REQUIRED ACTIONS:
- A) Answer these questions from the excerpt on glucose meter assays:
(i) At which university do Yu Xiang and Yi Lu work?
(ii) Which two kinds of functional DNA did the team use in the technique it developed last year?
(iii) What limitation of functional DNAs does the excerpt state?
- B) Summarize the excerpt on glucose meter assays in two sentences.

DOCUMENT EXCERPT:
[Start of Attachment]
A schematic showing how the sandwich assay detects analytes by binding to them and converting sucrose to glucose.
Xiang and Lu’s antibody sandwich assay is one of two approaches they developed to allow commercial meters to quantitate proteins and other analytes.

An antibody-based strategy has considerably widened the range of analytes that can be detected with personal glucose meters, according to new work by Yu Xiang and Yi Lu at the University of Illinois, Urbana-Champaign (Anal. Chem., DOI: 10.1021/ac300517n).

Last year, the same team developed a technique in which DNAzymes and aptamers, functional DNAs that bind specific compounds, were used to make commercially available personal glucose meters capable of measuring a range of targets (C&EN, July 25, 2011, page 9). But functional DNAs have been developed for only a limited number of target compounds.
[End of Attachment]
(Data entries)
[Start of Attachment]
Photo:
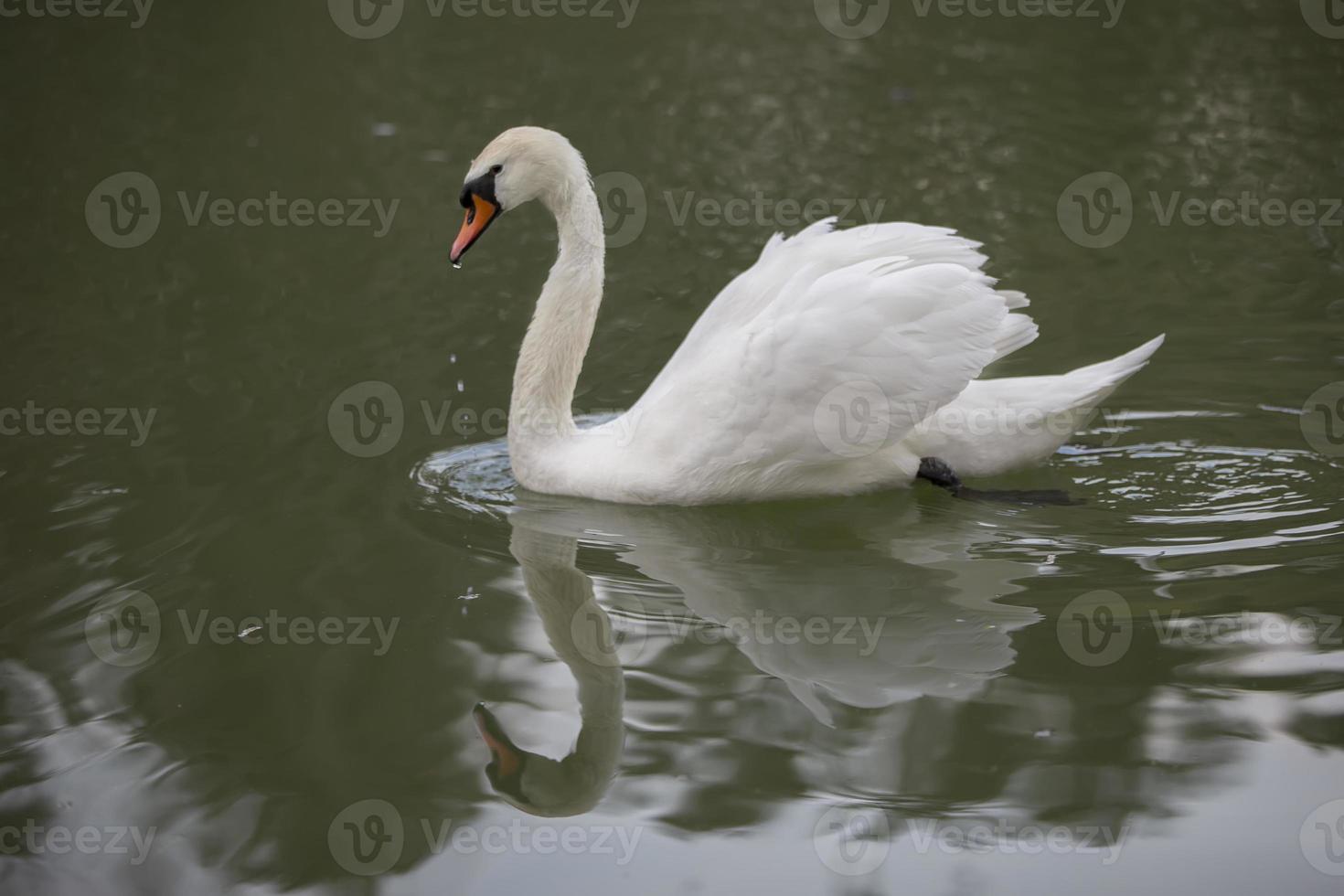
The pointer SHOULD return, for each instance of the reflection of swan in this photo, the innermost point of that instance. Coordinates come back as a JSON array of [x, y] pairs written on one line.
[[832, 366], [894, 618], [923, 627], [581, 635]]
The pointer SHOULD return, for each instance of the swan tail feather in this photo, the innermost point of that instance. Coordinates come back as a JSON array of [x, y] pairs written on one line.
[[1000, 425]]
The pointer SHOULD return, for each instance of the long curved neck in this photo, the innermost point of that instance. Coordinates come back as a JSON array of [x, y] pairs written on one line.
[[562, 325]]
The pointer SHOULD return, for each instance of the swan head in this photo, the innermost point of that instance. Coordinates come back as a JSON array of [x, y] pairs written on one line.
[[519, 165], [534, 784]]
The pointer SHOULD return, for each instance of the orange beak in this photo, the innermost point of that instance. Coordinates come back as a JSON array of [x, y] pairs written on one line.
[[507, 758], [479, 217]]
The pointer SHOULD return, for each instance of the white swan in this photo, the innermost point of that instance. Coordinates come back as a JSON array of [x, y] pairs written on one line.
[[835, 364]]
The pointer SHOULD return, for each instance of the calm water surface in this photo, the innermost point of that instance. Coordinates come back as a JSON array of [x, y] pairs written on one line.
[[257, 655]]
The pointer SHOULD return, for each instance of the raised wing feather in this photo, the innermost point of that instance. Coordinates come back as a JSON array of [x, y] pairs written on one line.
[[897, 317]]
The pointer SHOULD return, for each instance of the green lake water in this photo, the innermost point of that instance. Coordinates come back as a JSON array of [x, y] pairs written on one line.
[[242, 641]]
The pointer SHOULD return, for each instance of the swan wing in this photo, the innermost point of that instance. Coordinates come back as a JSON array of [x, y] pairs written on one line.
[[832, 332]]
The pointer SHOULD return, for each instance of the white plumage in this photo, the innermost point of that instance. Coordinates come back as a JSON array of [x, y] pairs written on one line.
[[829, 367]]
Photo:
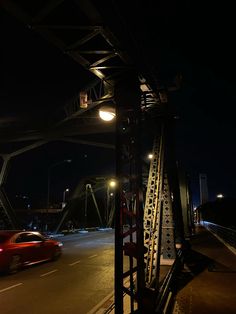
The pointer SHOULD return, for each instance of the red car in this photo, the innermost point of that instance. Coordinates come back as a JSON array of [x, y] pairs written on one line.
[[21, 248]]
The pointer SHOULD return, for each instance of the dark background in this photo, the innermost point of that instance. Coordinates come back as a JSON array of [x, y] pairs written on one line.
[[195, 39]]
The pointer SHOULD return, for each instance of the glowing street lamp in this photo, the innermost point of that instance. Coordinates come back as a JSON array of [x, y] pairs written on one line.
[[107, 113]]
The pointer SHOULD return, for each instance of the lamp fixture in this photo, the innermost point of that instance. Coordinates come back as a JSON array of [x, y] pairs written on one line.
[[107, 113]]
[End of Attachment]
[Start of Attachment]
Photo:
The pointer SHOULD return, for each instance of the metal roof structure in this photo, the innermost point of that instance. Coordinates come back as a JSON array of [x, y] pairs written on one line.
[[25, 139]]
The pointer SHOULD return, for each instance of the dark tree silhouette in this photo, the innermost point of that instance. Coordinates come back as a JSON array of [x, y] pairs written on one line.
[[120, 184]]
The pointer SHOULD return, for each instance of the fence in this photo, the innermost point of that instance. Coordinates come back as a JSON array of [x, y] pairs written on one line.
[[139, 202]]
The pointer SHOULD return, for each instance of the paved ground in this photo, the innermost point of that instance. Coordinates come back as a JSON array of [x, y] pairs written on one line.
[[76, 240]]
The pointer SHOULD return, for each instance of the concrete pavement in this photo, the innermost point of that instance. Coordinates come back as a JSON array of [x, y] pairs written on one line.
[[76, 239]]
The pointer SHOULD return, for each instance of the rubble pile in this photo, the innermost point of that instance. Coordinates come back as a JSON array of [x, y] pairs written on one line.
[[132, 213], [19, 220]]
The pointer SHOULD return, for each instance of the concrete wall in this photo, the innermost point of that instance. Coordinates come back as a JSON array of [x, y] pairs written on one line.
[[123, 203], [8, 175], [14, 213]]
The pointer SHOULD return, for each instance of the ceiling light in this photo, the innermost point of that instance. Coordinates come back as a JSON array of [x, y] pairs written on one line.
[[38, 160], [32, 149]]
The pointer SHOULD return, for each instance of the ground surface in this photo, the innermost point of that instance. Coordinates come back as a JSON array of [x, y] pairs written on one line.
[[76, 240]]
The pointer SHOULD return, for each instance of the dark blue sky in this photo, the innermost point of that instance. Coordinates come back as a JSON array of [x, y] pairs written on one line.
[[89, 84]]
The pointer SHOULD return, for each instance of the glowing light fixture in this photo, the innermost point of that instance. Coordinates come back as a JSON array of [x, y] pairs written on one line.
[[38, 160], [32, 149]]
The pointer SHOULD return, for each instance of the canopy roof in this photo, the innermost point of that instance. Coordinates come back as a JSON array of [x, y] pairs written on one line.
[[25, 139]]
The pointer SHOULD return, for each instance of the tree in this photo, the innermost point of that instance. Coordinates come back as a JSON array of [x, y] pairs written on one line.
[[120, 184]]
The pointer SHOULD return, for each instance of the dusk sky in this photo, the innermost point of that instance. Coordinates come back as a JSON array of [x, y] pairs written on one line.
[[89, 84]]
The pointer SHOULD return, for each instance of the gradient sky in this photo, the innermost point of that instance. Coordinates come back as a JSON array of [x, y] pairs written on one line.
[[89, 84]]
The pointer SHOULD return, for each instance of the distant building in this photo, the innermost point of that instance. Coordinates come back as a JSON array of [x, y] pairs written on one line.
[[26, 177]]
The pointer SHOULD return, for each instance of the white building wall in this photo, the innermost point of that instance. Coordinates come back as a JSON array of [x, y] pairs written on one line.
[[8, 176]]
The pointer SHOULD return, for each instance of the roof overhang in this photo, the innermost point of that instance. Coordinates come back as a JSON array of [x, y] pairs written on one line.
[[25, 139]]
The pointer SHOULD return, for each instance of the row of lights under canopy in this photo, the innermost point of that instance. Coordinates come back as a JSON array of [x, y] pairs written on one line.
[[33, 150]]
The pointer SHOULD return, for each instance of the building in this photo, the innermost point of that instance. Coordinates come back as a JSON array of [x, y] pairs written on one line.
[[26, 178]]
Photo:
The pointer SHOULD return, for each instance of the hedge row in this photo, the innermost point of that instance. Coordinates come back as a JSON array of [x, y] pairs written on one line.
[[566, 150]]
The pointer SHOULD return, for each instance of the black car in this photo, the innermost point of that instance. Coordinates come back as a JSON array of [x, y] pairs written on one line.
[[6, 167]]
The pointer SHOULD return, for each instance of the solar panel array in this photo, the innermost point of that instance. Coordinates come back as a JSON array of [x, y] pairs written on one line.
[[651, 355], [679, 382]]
[End of Attachment]
[Start of Attachment]
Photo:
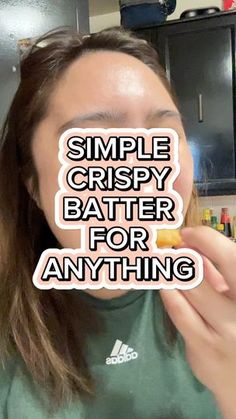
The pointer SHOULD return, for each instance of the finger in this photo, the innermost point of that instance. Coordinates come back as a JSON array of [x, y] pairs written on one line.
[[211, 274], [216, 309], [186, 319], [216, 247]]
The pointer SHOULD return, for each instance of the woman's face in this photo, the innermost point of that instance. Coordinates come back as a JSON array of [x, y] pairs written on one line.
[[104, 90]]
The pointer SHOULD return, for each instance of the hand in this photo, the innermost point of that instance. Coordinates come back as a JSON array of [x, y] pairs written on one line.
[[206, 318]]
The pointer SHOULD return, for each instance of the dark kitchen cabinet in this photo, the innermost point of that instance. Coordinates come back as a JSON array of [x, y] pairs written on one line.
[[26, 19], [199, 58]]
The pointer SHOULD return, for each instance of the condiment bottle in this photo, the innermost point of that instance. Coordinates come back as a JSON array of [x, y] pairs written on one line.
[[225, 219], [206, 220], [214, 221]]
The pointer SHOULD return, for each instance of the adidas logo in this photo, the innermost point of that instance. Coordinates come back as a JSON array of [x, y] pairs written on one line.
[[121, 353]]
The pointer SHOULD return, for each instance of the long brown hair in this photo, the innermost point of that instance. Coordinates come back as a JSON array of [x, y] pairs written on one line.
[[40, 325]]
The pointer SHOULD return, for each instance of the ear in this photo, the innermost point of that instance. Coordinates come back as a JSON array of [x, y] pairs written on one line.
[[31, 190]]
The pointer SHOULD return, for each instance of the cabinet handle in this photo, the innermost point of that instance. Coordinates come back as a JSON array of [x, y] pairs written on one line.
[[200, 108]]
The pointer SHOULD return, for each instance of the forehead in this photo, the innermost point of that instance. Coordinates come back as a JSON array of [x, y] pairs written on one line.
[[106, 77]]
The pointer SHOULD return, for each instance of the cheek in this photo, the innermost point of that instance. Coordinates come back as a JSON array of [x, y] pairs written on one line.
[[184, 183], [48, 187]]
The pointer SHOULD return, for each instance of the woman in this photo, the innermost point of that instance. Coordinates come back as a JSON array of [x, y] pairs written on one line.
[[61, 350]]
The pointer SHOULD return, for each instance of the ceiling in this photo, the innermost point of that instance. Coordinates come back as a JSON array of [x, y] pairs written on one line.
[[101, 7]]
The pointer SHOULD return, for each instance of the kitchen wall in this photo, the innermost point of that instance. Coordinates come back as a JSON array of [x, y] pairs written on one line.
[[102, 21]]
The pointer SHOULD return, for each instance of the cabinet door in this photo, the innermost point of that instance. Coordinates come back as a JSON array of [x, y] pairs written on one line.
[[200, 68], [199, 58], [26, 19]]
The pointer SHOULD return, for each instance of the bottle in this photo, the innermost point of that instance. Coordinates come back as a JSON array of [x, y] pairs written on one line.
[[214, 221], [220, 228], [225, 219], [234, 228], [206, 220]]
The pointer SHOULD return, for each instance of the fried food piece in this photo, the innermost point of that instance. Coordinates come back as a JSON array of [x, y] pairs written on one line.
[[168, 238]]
[End of Attachment]
EXERCISE RESULTS:
- A)
(i) The University of Illinois, Urbana-Champaign.
(ii) DNAzymes and aptamers.
(iii) They have been developed for only a limited number of target compounds.

- B) Yu Xiang and Yi Lu at the University of Illinois, Urbana-Champaign, have developed an antibody sandwich assay that considerably widens the range of analytes personal glucose meters can detect. Their earlier technique used DNAzymes and aptamers to let commercial meters measure a range of targets, but functional DNAs have been developed for only a limited number of target compounds.